◆ THE EXERCISE: Write the data below out exactly as it stands. Do not include the pictures.

◆ AVAILABLE RECORDS:
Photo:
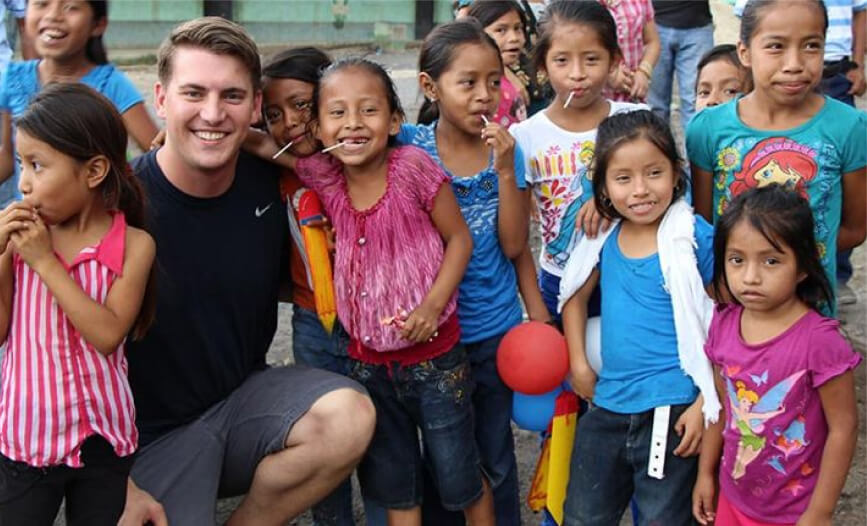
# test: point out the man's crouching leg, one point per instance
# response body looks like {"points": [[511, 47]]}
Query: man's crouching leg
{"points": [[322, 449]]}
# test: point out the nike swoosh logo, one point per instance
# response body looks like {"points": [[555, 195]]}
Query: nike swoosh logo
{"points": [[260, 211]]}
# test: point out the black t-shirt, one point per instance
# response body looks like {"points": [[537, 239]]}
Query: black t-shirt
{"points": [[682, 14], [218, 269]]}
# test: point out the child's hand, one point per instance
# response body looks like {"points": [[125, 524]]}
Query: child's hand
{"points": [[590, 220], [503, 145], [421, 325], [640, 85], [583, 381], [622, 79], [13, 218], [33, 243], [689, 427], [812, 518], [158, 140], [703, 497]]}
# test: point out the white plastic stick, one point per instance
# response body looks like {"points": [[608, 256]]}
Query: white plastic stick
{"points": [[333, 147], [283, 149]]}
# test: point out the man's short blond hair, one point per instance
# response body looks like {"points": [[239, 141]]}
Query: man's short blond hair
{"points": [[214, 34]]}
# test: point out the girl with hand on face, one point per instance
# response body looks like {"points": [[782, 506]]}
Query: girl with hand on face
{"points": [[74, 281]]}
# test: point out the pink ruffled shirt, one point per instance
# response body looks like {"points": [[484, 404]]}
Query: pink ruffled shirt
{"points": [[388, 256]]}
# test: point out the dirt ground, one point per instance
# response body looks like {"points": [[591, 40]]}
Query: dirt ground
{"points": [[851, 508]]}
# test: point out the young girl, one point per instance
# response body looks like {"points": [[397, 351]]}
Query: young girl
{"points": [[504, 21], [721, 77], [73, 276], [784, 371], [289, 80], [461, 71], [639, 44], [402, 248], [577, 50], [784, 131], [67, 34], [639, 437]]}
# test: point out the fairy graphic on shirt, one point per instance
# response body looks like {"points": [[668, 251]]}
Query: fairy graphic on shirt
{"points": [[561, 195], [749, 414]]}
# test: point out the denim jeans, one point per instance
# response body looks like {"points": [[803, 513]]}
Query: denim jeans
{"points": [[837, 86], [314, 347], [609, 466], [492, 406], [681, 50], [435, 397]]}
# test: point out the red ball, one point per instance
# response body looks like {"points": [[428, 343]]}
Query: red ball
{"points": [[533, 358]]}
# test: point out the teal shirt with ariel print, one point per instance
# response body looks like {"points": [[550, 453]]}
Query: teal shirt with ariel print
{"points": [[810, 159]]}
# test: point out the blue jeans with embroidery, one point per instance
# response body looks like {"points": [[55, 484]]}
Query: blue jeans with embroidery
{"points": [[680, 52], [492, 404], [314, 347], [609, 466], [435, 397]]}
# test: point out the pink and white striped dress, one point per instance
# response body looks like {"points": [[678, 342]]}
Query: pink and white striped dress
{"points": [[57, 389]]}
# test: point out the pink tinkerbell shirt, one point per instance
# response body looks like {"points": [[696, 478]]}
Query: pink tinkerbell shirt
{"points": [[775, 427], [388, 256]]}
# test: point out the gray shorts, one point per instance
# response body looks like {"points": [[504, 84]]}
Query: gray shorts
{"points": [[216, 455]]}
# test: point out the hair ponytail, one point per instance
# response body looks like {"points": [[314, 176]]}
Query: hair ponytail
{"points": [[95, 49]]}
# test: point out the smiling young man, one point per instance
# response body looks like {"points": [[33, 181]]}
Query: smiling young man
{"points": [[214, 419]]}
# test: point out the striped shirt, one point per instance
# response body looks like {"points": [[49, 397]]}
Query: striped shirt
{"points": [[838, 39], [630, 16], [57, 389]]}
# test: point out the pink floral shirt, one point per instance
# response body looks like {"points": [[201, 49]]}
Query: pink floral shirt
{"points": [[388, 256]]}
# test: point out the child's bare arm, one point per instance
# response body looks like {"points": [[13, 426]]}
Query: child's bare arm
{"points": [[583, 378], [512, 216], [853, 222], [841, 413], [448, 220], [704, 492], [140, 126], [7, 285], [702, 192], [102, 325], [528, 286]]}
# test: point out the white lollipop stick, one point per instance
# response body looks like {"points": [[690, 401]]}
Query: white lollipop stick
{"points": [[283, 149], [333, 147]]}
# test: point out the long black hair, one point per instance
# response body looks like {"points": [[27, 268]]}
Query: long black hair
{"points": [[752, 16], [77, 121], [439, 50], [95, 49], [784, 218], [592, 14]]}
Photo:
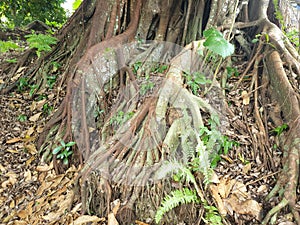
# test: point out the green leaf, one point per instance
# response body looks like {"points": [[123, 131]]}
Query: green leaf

◆ RESPONSE:
Photo:
# test: point out the man's crouching leg, one point per instance
# response body looks like {"points": [[511, 47]]}
Query: man's crouching leg
{"points": [[322, 449]]}
# test: point out the nike swoosh logo, one point per instance
# response body looks like {"points": [[555, 195]]}
Query: nike swoosh logo
{"points": [[260, 211]]}
# test: point out the black t-shirt, one point per instance
# response body looks like {"points": [[537, 239]]}
Query: black t-shirt
{"points": [[682, 14], [218, 269]]}
# test: point out the child's hand, one point per instance
# response body looks like {"points": [[125, 524]]}
Query: child's hand
{"points": [[590, 220], [503, 145], [421, 325], [640, 85], [583, 381], [622, 79], [13, 218], [33, 243], [689, 427], [812, 518], [158, 140], [703, 497]]}
# test: point out the white plastic stick, one point per instance
# response body looks like {"points": [[608, 256]]}
Query: white plastic stick
{"points": [[333, 147], [283, 149]]}
# test: point out the man's short blond hair, one point per instance
# response body looks like {"points": [[239, 141]]}
Query: man's short blond hair
{"points": [[214, 34]]}
# test: point out the girl with hand on face, one point per instance
# response body looks like {"points": [[782, 506]]}
Query: girl with hand on face
{"points": [[74, 281]]}
# test: point out the pink ruffled shirt, one point per instance
# response body looks like {"points": [[484, 404]]}
Query: pink ruffled shirt
{"points": [[388, 256]]}
# test: point out the dirt ground, one point per instance
# response body looks like {"points": [[591, 40]]}
Query: dirt ground
{"points": [[851, 508]]}
# test: point out the young girl, one point per instance
# response body looks like {"points": [[397, 351]]}
Query: young girl
{"points": [[504, 21], [721, 77], [73, 276], [784, 371], [289, 80], [461, 71], [639, 44], [402, 248], [577, 50], [784, 131], [67, 34], [639, 437]]}
# test: point out the fairy graphic on shirt, one point per instance
# response body looks like {"points": [[668, 251]]}
Query: fairy graphic on shirt
{"points": [[561, 195], [749, 414]]}
# test: point out the denim jeans, one point per instance
# response body looks like {"points": [[803, 513]]}
Query: denim jeans
{"points": [[837, 86], [314, 347], [609, 466], [492, 406], [681, 50], [435, 397]]}
# test: point out the red ball, one point per instance
# response body looks like {"points": [[428, 343]]}
Query: red ball
{"points": [[533, 358]]}
# test: point out the teal shirt with ariel print, one point per instance
# response body looks like {"points": [[550, 453]]}
Query: teal shirt with ariel print
{"points": [[810, 159]]}
# test: point out the blue jeans with embroidery, one point per instance
# response body looks like {"points": [[55, 484]]}
Query: blue jeans with embroidery
{"points": [[680, 52], [492, 404], [314, 347], [609, 466], [435, 397]]}
# test: point out the pink and white striped dress, one point per instance
# response body looks like {"points": [[678, 342]]}
Query: pink and white striped dress
{"points": [[57, 389]]}
# test: point out the pink tinkerbell shirt, one point per instance
# response body looks like {"points": [[696, 478]]}
Query: pink tinkerbell shirt
{"points": [[775, 427], [388, 256]]}
# test: point out the gray shorts, one point per instance
# response body looks like {"points": [[504, 84]]}
Query: gray shorts
{"points": [[216, 455]]}
# test: point out the hair ponytail, one point per instance
# response body looks like {"points": [[314, 176]]}
Query: hair ponytail
{"points": [[95, 49]]}
# test: point out the smiling young man, one point per instance
# response body looks like {"points": [[33, 181]]}
Query: smiling young man
{"points": [[214, 419]]}
# test: point out the striped shirt, one point per instance
# response body looks like {"points": [[49, 397]]}
Query: striped shirt
{"points": [[838, 39], [630, 16], [57, 389]]}
# test: point out the pink floral shirt, one point per instance
# response body looks like {"points": [[201, 49]]}
Query: pink floral shirt
{"points": [[388, 256]]}
# test: point out the child's bare arm, one point per instance
# response body looks like {"points": [[13, 426]]}
Query: child's bare arm
{"points": [[583, 378], [512, 216], [853, 222], [841, 413], [448, 220], [704, 492], [140, 126], [7, 285], [702, 192], [102, 325], [528, 286]]}
# test: point out the white lollipop stick, one point per instance
# response body looks like {"points": [[690, 401]]}
Query: white lollipop stick
{"points": [[283, 149], [333, 147]]}
# test: point out the long black hair, one point per instance
# response body looks like {"points": [[27, 268]]}
Query: long black hair
{"points": [[752, 16], [77, 121], [439, 50], [95, 49], [784, 218], [592, 14]]}
Photo:
# test: point out the green leaf, one point per instance
# response body looks like {"points": [[123, 131]]}
Query: green leaf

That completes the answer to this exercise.